▸ Directions for this task
Set down the records below in full, exactly as they read.

▸ Extracted records
────
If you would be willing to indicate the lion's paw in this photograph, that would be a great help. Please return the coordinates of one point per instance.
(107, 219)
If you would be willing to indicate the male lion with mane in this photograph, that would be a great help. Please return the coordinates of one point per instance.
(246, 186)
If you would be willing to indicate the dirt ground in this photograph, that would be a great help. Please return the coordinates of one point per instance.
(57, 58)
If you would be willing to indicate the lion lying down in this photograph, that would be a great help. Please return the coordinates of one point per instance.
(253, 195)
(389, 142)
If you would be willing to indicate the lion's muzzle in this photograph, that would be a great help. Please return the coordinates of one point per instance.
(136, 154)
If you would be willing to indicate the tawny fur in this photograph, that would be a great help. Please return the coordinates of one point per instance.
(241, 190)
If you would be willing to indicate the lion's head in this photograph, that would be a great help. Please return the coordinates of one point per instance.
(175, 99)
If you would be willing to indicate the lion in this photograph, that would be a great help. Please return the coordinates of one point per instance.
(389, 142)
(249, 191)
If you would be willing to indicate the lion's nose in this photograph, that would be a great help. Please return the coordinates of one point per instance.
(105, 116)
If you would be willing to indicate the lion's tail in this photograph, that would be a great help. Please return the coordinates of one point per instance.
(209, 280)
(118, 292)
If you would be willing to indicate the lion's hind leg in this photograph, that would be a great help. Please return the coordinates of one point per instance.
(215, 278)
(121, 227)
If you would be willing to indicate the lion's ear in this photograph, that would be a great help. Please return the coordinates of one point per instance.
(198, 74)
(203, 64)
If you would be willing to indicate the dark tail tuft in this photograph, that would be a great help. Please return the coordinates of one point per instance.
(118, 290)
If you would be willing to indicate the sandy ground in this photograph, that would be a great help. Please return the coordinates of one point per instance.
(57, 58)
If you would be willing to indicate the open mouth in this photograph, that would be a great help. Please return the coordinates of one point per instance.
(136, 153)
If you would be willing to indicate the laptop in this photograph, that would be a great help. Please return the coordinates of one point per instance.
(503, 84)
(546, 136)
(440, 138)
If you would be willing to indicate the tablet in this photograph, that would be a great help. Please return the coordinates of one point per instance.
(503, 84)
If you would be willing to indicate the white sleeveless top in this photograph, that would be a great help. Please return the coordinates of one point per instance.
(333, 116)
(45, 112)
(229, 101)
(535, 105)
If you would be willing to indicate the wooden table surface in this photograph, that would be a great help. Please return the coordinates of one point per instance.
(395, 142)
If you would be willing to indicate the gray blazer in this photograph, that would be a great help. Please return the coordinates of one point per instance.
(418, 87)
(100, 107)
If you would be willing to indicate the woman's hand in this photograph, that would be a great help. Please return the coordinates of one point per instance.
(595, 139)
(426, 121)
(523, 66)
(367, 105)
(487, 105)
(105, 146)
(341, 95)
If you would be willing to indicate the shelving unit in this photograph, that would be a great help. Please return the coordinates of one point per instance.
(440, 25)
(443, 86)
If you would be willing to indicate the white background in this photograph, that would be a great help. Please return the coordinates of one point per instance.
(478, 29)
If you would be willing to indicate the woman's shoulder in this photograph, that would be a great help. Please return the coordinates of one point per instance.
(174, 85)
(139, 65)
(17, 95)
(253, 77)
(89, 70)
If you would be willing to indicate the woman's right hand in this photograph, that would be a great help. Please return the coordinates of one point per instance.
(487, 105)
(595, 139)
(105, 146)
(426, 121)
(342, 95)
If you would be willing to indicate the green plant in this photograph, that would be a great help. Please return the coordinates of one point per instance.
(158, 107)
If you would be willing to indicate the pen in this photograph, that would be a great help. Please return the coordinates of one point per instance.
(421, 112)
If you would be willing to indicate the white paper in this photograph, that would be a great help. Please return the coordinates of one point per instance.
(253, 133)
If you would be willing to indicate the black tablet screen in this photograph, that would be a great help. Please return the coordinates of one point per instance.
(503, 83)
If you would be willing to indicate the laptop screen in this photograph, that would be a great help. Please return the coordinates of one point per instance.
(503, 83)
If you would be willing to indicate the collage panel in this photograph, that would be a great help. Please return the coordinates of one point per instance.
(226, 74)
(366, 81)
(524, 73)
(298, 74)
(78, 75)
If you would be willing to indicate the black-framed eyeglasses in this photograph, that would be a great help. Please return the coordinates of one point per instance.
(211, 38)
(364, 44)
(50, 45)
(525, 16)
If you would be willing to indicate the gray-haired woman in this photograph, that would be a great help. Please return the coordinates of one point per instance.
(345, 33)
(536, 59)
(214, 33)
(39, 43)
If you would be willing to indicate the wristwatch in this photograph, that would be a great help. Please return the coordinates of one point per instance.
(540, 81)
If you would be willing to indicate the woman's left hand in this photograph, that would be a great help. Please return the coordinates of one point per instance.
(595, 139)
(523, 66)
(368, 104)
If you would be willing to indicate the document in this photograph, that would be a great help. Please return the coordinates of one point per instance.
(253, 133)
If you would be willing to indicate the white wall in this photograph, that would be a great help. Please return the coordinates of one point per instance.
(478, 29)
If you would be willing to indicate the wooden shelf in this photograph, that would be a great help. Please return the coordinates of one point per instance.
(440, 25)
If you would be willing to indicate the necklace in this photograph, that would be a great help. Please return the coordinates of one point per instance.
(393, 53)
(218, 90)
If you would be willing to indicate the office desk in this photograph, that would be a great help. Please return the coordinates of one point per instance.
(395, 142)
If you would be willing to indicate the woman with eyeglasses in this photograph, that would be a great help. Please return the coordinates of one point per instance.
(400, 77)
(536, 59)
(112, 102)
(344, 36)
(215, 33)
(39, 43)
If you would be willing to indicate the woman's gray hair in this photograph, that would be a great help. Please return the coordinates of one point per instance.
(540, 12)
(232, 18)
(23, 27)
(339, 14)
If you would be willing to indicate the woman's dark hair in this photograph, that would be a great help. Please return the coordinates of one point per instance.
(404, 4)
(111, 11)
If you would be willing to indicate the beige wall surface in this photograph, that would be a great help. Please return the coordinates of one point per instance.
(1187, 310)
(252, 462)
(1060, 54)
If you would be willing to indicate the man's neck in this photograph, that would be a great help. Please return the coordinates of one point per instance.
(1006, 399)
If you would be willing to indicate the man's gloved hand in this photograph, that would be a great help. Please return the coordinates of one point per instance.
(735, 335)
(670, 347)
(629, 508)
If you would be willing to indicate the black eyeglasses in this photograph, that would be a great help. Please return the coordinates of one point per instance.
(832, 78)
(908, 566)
────
▸ Result of the task
If you would be willing to indicate the lion's paw in this photograph, that would be a great help. Please return the coordinates of one point per instance.
(107, 219)
If you would be willing to indicate the male lion with mane in this photograph, that would be a great help. Please return the coordinates of one point per instance.
(246, 186)
If you would be willing to indicate the dirt ground in this photograph, that would be a great help. Please return the coordinates of one point per instance.
(57, 58)
If you would be willing to indicate the lion lying down in this photograph, that would be a great help. Please return the coordinates of one point per instance.
(253, 195)
(389, 142)
If you would be willing to indicate the lion's muzzle in this photograph, that would be a great help. Please return the coordinates of one point per instance.
(136, 154)
If you would be willing to indicate the tawny fur in this photograph, that would be a great help. Please return the coordinates of one point per instance.
(241, 190)
If you would be willing to indicate the lion's head in this photograph, that would be a great help. Please return the coordinates of one point per instance.
(175, 99)
If you would be willing to indicate the lion in this photograph, that would be a great help. Please return the coordinates of one point per instance.
(389, 142)
(249, 191)
If you would be willing to indicate the lion's nose in this photograph, that would be a great help. Please return the coordinates of one point per instance.
(105, 116)
If you would be willing to indicate the lion's tail in this photograph, that would be a great help. Please return the coordinates of one point per instance.
(209, 280)
(118, 292)
If you would be willing to indicate the lion's hind leg in this photograph, that would be a great help. Please return the coordinates of one point per instance.
(215, 278)
(121, 227)
If you would be willing to indicate the lion's ear in this photograph, that would be a great help. Please return the coordinates of one point per instance.
(198, 74)
(203, 64)
If you would be willing to indicate the dark tail tuft in this photograph, that would be a great help. Please return the coordinates of one point per instance.
(118, 290)
If you would be willing to indicate the sandy ground in this photograph, that would be a great help. Please return the coordinates of one point per instance.
(57, 58)
If you would be willing to indicate the open mouth in this photograph, that would be a great help. Please return the coordinates of one point per instance.
(136, 153)
If you would be willing to indicate the laptop in this photograph, that would be a great help. Please return the coordinates of one point per instance.
(503, 84)
(546, 136)
(440, 138)
If you would be willing to indicate the tablet in this photograph, that would be a great help. Please return the coordinates of one point per instance.
(503, 84)
If you would be willing to indicate the white sleeveless top in this photograph, that would be a great help. Please return the coordinates of one point per instance.
(333, 116)
(45, 112)
(229, 101)
(535, 105)
If you would be willing to indicate the wooden table surface in this photograph, that would be a great help. Please return the coordinates of one point per instance.
(395, 142)
If you would be willing to indicate the gray blazer in this photograph, that would be a great help. Please return the coordinates of one point per instance.
(418, 87)
(100, 107)
If you would be willing to indicate the woman's hand in this photograph, that would be a great help. Please return the coordinates of one point per instance.
(595, 139)
(426, 121)
(523, 66)
(367, 105)
(487, 105)
(105, 146)
(341, 95)
If you would be willing to indicate the shelving unit in this photograph, that would be a great help. Please return the coordinates of one point per instance.
(440, 25)
(443, 86)
If you would be willing to indicate the white background in this photograph, that would be a great help. Please return the coordinates of one point per instance.
(478, 29)
If you would be willing to indicate the woman's shoulder in this photograph, that would be a great help. Please return the coordinates of one point per instance.
(174, 85)
(139, 65)
(17, 95)
(253, 77)
(89, 70)
If you would be willing to indicate the woman's right hand in this photograph, that would be a great help. Please return the coordinates of one point per instance.
(487, 105)
(595, 139)
(105, 146)
(426, 121)
(342, 95)
If you would be willing to indicate the green plant in this photograph, that would be a great help. Please return the coordinates of one point per instance.
(158, 107)
If you would be willing to indicate the pen in this photograph, that would be a great help. Please return the coordinates of one point per instance.
(421, 112)
If you would be willing to indicate the white paper in this photograph, that would be a great help. Please return the coordinates of one point per instance.
(253, 133)
If you would be willing to indicate the black tablet screen in this photograph, that would be a great help. Please return the coordinates of one point per instance.
(503, 83)
If you would be willing to indicate the laptop screen in this photograph, that would be a great help. Please return the coordinates of one point per instance.
(503, 83)
If you would be willing to indicate the collage panel in this photograph, that would be a great help. Please return the coordinates of one point per instance.
(226, 74)
(366, 81)
(524, 73)
(298, 74)
(78, 75)
If you would be willing to indicate the black-framed eyeglasses in this photograph, that would be a great help. Please return the coordinates of one point per instance.
(211, 38)
(364, 44)
(50, 45)
(525, 16)
If you would be willing to indicate the gray-haired woman in this photograph, that would be a great help. Please return the coordinates of one point per instance.
(345, 33)
(536, 59)
(214, 33)
(39, 43)
If you would be willing to indicate the wristwatch in this photograph, that would be a great help. Please return the coordinates of one point per instance.
(540, 81)
If you would be willing to indicate the woman's left hand in this photograph, that would be a great help. Please return the coordinates of one point per instance.
(595, 139)
(523, 66)
(368, 104)
If you would be willing to indicate the document in this photograph, that would be a great help. Please return the coordinates of one point per instance.
(253, 133)
If you would be willing to indicate the white wall in this photograph, that would be a great help. Please return the coordinates of one point per instance.
(478, 29)
If you would be willing to indicate the wooden shelf in this photograph, that would be a great help. Please return the coordinates of one point per instance.
(440, 25)
If you would be willing to indicate the necklace in this photograph, that would be a great help. Please return the coordinates of one point per instance.
(393, 53)
(218, 90)
If you would be willing to indicate the office desk in this photograph, that would be a great help. Please return the coordinates of one point per instance.
(395, 142)
If you would be willing to indicate the woman with eyeglasses in this photograph, that would be a great help. Please return the coordinates of one point per instance.
(400, 77)
(536, 59)
(112, 102)
(344, 36)
(215, 33)
(39, 43)
If you would be willing to indicate the woman's gray hair in this photograph, that would be a great help. Please return the coordinates of one point per instance.
(540, 12)
(232, 18)
(23, 27)
(339, 14)
If you would be willing to indicate the woman's dark hair in this photograph, that would be a great help. Please return the coordinates of one point per instance.
(404, 4)
(111, 11)
If you would be willing to indicate the beige wall surface in this photograph, that would be a great help. Please return the coordinates of one point per instance.
(1187, 310)
(252, 462)
(1060, 54)
If you would be willing to indicate the man's neck in this photograph, that would be a great help. Please return the coordinates of one point per instance.
(1006, 399)
If you would be willing to indicate the man's gloved hand in this photograph, that would be a great help. Please return the coordinates of one point per instance.
(735, 335)
(670, 347)
(629, 508)
If you would be willing to indicate the black eyeglasses in this photograph, that would be a great help. Please return the coordinates of one point per instance.
(832, 78)
(908, 566)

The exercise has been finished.